= PASSAGE GIVEN =
It might be an "illusion" but it is still a a useful abstraction as long as you use it in context. But taken out of context, it can indeed be very misleading. The same happens in physics. Physicist love using colourful language but thus is only to assign intuitive interpretation to abstract concepts and when people without physics training, physicist's metaphors are often taken too literally creating all kind of misconceptions.


----------



## Sobakus

berndf said:


> It might be an "illusion" but it is still a a useful abstraction as long as you use it in context. But taken out of context, it can indeed be very misleading. The same happens in physics. Physicist love using colourful language but thus is only to assign intuitive interpretation to abstract concepts and when people without physics training, physicist's metaphors are often taken too literally creating all kind of misconceptions.


Right, but the fundamental difference here is that with VL, the specialists themselves recognise that the term has no identifiable meaning; and that at earlier stages of scientific development it wasn't a mere metaphor, but that it was underlied by what is now recognised to be a clearly identifiable ideological position; and that this position is irreconcilable with modern understanding of language variation. No context can really help with this, it's not a matter of misunderstanding when there's no correct interpretation to begin with.

I've just read J. Milroy (2012), Sociolinguistics and Ideologies in Language History in The Handbook of Historical Sociolinguistics (LibGennable/SciHubbable) which gives a brief yet exemplary overview of this very problem in relation to modern languages (also highly relevant is the next chapter "Language Myths"). With Latin, a major factor contributing to The Myth is historical distance (which makes projecting an idealised fantasy easy), as well as the understanding of “Classical/written Latin” as an artificial, unchanging literary language that nobody spoke, simply because people see that that's what Latin is today (also not true in a major way, btw). The myth of “Vulgar Latin” is intimately connected with this other myth, which is in fact even more fundamentally misleading; and I believe if one of them is banished, the other will disappear almost on its own. It's the dualistic fallacy - smash one leg and the whole crumbles.

I personally don't see how the term (VL) can be used informally without causing major misunderstanding, not when I've found that it repeatedly results in misunderstanding even with reasonably-informed people; and it's really trivial to avoid using it - just use all the same terminology you'd apply to any modern language, especially your own. This in itself will help you start thinking of Latin as a language like any other.


----------



## Michael Zwingli

Muz1234 said:


> Are dead language really worth to learn?


I think so, given certain circumstances, and for a certain reason.


Circunflejo said:


> Well, it's debatable. It's still the official language of the Vatican City and of the Catholic church even though mass is usually celebrated in the vernacular language(s) of each territory.


This, however...whether Latin is "dead" or not...has nothing to do with the reason for _studying_  it, as opposed to "learning" (to converse in) it.


elroy said:


> Whether it's about a dead language or a living language, each individual person needs to decide for him or herself whether the language is worth learning, and that depends on what benefits learning the language could bring to them in particular.

= INFORMATION SHOWN =

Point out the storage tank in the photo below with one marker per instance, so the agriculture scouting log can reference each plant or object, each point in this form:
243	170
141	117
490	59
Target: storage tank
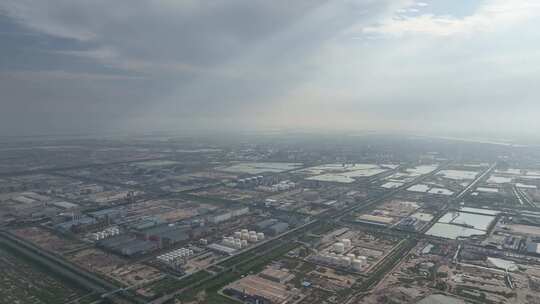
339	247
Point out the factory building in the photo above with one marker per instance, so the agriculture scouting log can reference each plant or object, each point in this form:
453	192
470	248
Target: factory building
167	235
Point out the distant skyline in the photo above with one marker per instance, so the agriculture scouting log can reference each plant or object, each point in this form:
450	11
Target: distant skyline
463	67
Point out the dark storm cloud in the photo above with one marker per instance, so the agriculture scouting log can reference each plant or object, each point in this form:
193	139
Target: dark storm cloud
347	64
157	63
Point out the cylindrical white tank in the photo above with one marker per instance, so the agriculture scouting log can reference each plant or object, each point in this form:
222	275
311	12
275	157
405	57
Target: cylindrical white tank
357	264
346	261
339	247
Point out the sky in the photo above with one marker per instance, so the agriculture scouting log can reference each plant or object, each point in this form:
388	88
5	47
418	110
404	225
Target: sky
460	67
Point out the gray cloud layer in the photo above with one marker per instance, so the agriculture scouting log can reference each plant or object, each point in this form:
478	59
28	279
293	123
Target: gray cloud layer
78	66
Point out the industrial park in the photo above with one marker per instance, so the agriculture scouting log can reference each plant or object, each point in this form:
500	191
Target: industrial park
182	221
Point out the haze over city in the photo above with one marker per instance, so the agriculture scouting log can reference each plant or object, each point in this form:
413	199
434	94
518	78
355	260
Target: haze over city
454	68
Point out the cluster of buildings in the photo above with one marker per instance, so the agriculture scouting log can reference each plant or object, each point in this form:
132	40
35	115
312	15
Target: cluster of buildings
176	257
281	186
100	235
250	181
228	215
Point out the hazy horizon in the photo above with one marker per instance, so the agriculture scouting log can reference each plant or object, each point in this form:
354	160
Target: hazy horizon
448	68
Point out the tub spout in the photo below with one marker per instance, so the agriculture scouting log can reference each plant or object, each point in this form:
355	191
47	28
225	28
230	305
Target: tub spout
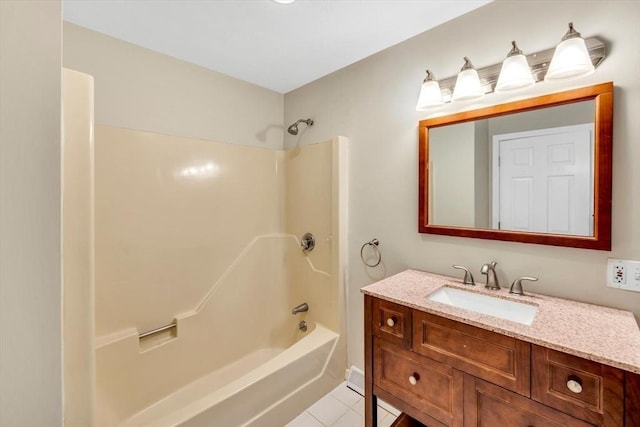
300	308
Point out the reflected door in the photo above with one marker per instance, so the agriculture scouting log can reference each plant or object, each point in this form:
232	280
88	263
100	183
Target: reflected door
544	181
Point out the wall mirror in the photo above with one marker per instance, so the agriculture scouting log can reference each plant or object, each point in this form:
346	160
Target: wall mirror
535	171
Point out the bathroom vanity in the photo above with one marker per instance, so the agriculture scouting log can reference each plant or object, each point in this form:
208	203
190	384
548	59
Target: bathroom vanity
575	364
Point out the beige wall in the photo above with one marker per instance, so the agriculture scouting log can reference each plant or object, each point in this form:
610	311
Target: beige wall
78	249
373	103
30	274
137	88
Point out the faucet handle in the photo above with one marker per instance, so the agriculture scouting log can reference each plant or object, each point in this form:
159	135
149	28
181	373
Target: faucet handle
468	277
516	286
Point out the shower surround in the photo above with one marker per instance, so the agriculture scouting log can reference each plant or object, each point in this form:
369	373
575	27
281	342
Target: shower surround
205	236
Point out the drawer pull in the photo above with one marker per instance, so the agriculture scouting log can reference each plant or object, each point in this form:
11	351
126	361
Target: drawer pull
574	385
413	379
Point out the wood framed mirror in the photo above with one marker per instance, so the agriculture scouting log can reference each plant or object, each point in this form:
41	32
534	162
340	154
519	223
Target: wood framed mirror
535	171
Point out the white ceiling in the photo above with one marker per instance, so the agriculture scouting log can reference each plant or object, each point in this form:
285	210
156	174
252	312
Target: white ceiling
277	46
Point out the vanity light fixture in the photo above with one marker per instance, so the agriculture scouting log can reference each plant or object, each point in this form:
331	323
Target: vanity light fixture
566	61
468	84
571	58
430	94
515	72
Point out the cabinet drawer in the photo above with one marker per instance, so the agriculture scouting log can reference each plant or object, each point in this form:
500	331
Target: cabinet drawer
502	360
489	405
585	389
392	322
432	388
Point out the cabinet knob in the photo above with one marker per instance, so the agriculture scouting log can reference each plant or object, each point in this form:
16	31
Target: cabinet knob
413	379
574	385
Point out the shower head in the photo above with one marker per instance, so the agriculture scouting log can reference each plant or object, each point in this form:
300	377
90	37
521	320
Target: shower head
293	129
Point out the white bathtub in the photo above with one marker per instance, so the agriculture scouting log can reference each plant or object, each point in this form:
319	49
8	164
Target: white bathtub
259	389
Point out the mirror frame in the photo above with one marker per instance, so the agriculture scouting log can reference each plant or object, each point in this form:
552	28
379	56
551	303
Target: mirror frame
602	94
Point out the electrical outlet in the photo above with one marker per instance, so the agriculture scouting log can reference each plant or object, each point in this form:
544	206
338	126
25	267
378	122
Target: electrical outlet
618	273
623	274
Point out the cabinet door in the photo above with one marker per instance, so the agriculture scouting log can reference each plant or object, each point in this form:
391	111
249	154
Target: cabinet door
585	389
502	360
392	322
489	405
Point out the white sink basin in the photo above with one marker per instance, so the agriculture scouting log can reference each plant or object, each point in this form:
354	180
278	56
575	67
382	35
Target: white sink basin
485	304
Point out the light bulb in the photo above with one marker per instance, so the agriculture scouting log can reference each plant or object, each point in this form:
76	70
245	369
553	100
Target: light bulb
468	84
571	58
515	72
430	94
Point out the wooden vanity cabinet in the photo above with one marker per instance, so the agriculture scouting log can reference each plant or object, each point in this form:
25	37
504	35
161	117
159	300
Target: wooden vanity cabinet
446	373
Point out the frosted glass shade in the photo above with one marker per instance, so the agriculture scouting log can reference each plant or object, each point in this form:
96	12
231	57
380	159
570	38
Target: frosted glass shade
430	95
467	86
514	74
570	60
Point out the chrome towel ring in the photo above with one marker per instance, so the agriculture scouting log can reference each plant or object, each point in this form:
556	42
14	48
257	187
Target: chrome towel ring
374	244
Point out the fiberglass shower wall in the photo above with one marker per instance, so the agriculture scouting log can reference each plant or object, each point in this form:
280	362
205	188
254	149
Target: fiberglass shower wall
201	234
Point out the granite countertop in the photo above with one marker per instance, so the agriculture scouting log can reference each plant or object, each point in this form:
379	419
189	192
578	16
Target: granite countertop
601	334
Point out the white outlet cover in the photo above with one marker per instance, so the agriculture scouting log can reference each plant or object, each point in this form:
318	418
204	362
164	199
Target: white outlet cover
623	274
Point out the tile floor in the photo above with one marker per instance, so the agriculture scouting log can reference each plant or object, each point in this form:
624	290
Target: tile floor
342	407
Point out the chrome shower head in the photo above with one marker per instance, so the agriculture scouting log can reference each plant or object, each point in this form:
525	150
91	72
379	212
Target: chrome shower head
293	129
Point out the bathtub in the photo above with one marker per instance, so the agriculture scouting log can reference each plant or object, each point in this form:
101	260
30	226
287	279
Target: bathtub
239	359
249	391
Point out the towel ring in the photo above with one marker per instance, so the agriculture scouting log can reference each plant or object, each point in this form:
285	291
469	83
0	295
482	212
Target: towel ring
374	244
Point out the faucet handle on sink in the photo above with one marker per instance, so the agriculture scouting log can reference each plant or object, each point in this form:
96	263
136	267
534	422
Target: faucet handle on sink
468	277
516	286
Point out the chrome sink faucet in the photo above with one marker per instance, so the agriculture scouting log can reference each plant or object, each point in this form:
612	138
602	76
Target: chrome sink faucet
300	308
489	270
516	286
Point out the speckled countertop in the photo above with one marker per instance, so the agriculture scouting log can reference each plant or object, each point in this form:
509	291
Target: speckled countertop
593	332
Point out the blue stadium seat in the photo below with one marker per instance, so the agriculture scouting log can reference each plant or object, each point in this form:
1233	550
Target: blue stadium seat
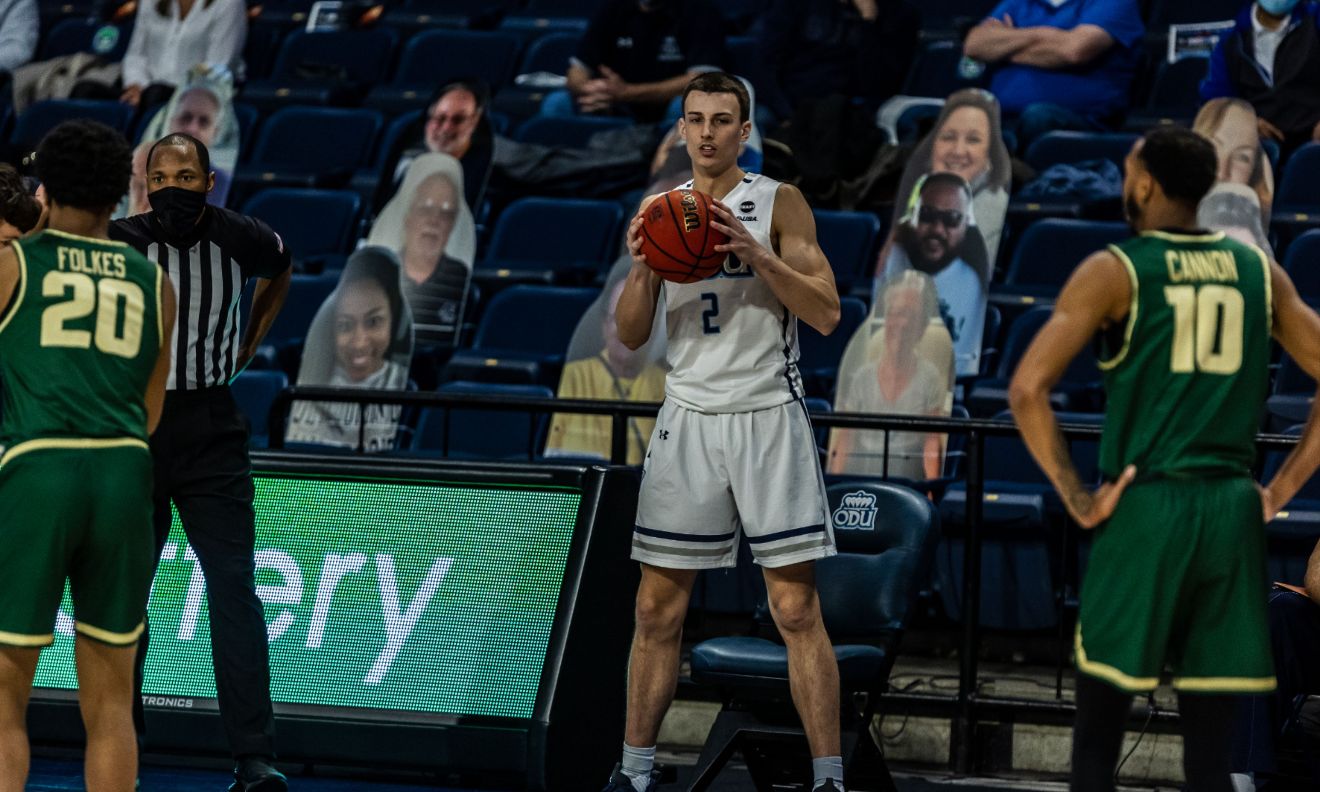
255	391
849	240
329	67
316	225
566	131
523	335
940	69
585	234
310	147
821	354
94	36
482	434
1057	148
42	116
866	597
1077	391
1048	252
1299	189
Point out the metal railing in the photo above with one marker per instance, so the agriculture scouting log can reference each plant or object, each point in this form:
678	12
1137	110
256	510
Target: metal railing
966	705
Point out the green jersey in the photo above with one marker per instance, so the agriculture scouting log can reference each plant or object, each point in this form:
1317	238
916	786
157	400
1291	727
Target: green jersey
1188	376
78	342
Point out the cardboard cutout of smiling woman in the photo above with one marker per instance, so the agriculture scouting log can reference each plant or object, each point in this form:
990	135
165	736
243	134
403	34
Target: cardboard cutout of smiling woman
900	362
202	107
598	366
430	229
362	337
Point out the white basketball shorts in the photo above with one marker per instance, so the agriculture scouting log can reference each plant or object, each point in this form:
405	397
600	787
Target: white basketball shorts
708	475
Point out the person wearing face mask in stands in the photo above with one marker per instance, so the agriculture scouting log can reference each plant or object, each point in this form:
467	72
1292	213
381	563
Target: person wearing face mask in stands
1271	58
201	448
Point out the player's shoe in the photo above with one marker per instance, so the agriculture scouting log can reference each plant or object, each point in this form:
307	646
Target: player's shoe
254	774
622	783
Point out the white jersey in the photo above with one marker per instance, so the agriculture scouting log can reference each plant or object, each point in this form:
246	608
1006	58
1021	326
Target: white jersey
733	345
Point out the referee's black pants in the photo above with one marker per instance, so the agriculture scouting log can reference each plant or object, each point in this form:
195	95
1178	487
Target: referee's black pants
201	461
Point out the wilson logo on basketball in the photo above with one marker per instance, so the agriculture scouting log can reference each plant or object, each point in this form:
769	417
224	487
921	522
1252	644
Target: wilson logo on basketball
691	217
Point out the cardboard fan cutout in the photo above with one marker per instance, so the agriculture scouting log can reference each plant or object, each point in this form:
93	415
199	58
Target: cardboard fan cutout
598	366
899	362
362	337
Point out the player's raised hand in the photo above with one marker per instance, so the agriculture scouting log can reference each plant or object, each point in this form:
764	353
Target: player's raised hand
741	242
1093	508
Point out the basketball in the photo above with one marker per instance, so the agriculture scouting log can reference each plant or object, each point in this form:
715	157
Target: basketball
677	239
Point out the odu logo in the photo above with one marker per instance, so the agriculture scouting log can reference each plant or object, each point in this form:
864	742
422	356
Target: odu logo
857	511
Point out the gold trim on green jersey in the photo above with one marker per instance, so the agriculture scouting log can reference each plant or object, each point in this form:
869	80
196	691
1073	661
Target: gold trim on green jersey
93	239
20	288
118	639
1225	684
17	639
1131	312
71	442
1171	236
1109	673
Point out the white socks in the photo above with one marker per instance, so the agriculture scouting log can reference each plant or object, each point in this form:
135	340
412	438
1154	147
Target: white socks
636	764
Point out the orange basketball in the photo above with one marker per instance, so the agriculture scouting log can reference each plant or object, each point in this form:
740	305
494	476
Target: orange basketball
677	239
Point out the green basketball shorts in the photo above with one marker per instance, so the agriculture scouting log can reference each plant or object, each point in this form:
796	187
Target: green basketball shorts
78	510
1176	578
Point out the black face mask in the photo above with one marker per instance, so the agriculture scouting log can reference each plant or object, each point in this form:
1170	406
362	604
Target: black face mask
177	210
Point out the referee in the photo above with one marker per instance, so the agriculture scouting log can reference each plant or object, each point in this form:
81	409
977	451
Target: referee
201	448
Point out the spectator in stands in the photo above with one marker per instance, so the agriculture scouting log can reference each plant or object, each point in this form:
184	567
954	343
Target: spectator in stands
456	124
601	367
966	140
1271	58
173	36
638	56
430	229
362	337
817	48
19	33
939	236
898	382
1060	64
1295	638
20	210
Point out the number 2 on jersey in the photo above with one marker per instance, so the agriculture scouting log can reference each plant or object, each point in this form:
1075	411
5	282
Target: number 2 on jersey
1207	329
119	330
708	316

= INSTRUCTION =
Write the next part of the forum discussion about Latin, beginning right after its final sentence.

= EXPECTED OUTPUT =
There seems to be a general drift in human language, especially within the IE language family, from the more synthetic to the more analytical, which drift has been ongoing for millennia now. Some linguists have suggested that this is a natural phenomenon within the context of human culture. If one speaks a highly analytic language such as English or Spanish, there is immense cognitive value in learning a highly synthetic language such as Latin or Ancient Greek. This is a major reason underlying the emphasis of Latin and Greek within the educational Trivium. For a speaker of an analytical language, the learning of a synthetic language presents to the mind entirely new ways of thinking, and greater cognitive rigor in thought. The "upper classes" of the Western world have long had their children study the classics because the laguage study involved _improves the cognitive ability of the individual_, as well as teaching the roots of Western thought and culture.


----------



## Michael Zwingli

Kevin Beach said:


> Yes, it is widely-circulated, common and wide-spread precisely because it was written in the _language of the people - the *lingua vulgata...*_


I do not think that the phrase *Biblia Vulgata *describes this. If Jerome wanted to indicate what you are suggesting that he did, I rather think he would have entitled his work simply *Biblia*, or perhaps Biblia Catholica or Biblia Romana, with a subtitle of a type resembling, *descripta ad lingua vulgata*, etc. Latin (at least, Classical Latin) was grammatically literal to a fault; in Latin, _implication_ never had a part in adjectivization, as it often does in modern English. I doubt that Jerome would have used the adjective *Vulgata* in order to imply that the unmentioned language of the composition is either "widespread" or "colloquial", but rather think he would only use the adjective in qualification of it's stated referent.


----------



## Hulalessar

Michael Zwingli said:


> There seems to be a general drift in human language, especially within the IE language family, from the more synthetic to the more analytical, which drift has been ongoing for millennia now. If one speaks a highly analytic language such as English or Spanish, there is immense cognitive value in learning a highly synthetic language such as Latin or Ancient Greek. This is a major reason underlying the emphasis of Latin and Greek within the educational Trivium. For a speaker of an analytical language, the learning of a synthetic language presents to the mind entirely new ways of thinking, and greater cognitive rigor in thought.



What we know of Indo-European languages certainly suggests a trend from synthesis to analysis. However, many linguists believe that language change is cyclical. Both synthesis and analysis are questions of degree and a language may be synthetic in one aspect and analytic in another. I would hesitate to say that Spanish is "highly" analytic. It has a simple noun system but a complex verbal system. Latin and Greek may appear to native English speakers to be highly synthetic, but compared to some languages are only moderately synthetic.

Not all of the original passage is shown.